§ **Given task 1**: In the review below, what span of years does it give for the period when the "Australian School" thinkers took up the puzzle of Australia's place in the world?
***** Given text
The existence or absence of an Australian ‘School’ of international relations is one of the billabongs in the river of argument about Australia’s place in the world. The academics have this specialist dispute to themselves. But it’s an interesting way of getting at the foreign policy dynamics of Australia’s unique geography, regional interests, and roles in the global system.
The players keen to argue these issues go well beyond academia when the problem is posed as a set of cascading questions about what Australia thinks of itself and how it thinks of the world. Scaled like this, the academic wrangle over Australia’s place in the firmament of international relations theory can add tone and texture to louder and larger arguments about our international interests. Step forward, then, Professor James Cotton with his new book, ‘The Australian School of International Relations‘.
The theoretical stoush Cotton is fighting is the claim by other academics that the discipline of International Relations didn’t get up to any sort of speed in Oz until about 1960. The Cotton argument against this claim of Oz intellectual bareness is (my summary, not his): rubbish! And this is where it gets interesting for the non IR reader. Skim the theory and enjoy the great characters and the intriguing plot lines.
Cotton offers eight chapters on eight thinkers he calls the principal members of the ‘Australian School’, all concerned in the period from 1920 to 1960 with ‘the puzzle of Australia’s place in the world’. They were analysts and academics, but also actors on the big stage, moving in and out of government service, and the cast list is recorded at the end of this column.
A couple of the School’s main concerns are settled and gone, even deceased, yet much of the big picture that confronted them can be found in today’s panorama. The puzzle they confronted had two big parts. First, and often dominating discussion, was the Empire/Commonwealth, including issues of British/Australian racial identity and racial exclusion. Second, without too much Empire ambivalence, the Australian school embraced emerging ideas of internationalism and new institutions.
**********
§ **Given task 2**: Find each line of the listing below that contains the string "window", matching case exactly, and copy those lines.
***** Data excerpts
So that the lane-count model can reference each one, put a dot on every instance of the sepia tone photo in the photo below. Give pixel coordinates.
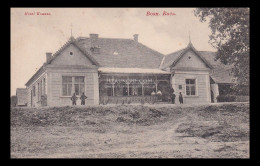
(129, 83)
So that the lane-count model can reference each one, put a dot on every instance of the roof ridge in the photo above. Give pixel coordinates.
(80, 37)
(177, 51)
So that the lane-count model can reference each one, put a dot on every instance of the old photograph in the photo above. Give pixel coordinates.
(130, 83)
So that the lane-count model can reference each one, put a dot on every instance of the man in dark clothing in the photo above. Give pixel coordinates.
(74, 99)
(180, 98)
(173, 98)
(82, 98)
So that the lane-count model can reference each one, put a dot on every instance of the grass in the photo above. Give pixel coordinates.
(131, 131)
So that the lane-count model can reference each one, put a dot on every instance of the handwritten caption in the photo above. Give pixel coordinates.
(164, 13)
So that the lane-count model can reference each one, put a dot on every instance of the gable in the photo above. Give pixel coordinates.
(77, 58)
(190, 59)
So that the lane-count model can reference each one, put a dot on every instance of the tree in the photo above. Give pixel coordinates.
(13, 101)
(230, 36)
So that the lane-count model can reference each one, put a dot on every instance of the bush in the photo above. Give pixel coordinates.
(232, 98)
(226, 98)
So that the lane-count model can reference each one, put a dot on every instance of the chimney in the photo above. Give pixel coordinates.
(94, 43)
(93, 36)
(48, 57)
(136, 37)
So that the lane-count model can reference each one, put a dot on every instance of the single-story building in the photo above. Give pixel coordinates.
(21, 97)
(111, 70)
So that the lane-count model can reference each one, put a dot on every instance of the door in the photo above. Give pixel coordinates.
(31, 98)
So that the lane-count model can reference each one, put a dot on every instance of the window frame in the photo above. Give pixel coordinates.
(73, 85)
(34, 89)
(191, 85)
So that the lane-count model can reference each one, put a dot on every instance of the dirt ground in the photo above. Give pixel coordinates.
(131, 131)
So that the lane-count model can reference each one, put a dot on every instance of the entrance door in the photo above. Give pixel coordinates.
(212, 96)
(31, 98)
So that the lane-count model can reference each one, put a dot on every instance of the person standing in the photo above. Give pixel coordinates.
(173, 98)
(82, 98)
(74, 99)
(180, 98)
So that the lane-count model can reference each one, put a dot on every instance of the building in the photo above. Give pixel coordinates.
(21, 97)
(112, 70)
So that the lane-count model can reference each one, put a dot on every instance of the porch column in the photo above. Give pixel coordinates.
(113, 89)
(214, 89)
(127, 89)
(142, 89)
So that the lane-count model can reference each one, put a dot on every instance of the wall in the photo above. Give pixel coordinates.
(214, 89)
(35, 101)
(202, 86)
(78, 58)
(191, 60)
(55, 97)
**********
***** Data excerpts
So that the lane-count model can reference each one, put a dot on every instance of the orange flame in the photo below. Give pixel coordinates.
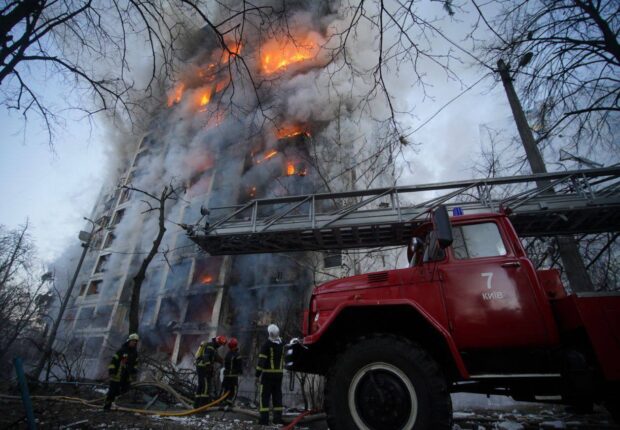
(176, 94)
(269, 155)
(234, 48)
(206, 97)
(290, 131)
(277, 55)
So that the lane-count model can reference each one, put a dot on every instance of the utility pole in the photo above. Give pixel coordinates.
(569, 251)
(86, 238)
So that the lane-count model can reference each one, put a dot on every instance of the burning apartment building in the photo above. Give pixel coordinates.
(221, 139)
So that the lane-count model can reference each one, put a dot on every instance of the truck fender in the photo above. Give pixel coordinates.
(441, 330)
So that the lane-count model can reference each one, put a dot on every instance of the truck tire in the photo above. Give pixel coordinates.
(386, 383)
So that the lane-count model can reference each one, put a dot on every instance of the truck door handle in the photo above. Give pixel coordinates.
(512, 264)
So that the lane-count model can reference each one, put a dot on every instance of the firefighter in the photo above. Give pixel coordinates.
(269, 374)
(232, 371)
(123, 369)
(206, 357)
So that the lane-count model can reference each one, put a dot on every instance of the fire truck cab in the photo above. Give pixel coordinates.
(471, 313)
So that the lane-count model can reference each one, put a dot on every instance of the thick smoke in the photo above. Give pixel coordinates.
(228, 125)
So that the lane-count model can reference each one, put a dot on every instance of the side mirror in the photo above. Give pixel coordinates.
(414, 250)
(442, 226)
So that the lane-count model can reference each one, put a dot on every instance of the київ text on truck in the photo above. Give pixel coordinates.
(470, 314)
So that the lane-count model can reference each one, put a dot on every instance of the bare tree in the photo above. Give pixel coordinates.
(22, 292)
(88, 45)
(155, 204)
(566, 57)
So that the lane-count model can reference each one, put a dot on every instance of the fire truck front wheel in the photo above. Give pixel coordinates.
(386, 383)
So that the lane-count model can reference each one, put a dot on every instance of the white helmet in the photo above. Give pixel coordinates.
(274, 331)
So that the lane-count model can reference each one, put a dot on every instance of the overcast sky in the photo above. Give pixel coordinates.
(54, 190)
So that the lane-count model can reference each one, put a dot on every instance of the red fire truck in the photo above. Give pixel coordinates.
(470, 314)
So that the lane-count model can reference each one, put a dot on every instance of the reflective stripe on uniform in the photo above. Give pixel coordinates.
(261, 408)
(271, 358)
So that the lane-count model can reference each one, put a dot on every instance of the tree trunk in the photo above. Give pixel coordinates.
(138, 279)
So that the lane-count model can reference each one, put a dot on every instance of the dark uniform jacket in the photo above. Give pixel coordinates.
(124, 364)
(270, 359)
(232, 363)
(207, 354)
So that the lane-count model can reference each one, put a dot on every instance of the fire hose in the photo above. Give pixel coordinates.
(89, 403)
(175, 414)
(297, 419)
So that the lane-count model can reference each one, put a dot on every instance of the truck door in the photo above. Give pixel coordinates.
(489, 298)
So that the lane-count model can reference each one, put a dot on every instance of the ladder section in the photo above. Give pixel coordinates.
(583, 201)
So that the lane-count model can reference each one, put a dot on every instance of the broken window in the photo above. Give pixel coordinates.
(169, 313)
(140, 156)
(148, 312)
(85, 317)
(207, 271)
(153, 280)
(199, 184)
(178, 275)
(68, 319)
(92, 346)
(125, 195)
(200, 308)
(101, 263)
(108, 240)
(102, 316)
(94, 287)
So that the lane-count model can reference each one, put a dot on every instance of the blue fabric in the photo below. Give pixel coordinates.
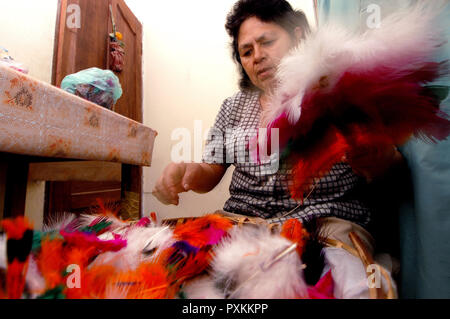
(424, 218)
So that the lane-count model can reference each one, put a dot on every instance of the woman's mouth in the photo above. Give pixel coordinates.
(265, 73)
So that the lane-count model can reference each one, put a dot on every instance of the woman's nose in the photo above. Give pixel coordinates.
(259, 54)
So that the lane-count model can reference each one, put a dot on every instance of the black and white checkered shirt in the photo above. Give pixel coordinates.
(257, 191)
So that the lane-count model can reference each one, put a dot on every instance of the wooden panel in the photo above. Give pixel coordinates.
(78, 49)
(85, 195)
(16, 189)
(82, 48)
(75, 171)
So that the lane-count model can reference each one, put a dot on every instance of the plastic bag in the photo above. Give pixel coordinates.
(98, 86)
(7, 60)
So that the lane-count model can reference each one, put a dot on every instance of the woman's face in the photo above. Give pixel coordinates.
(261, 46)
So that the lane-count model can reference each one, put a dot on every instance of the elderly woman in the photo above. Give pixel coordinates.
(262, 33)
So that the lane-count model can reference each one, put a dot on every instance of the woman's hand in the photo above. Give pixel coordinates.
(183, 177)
**********
§ **Expected output 1**: From 1920 to 1960.

§ **Expected output 2**:
So that the lane-count model can reference each one, put a dot on every instance of the window frame in the photo above. Give pixel coordinates.
So that the lane-count model can reference each one, put a dot on every instance of the broken window in the photo above. Give pixel coordinates.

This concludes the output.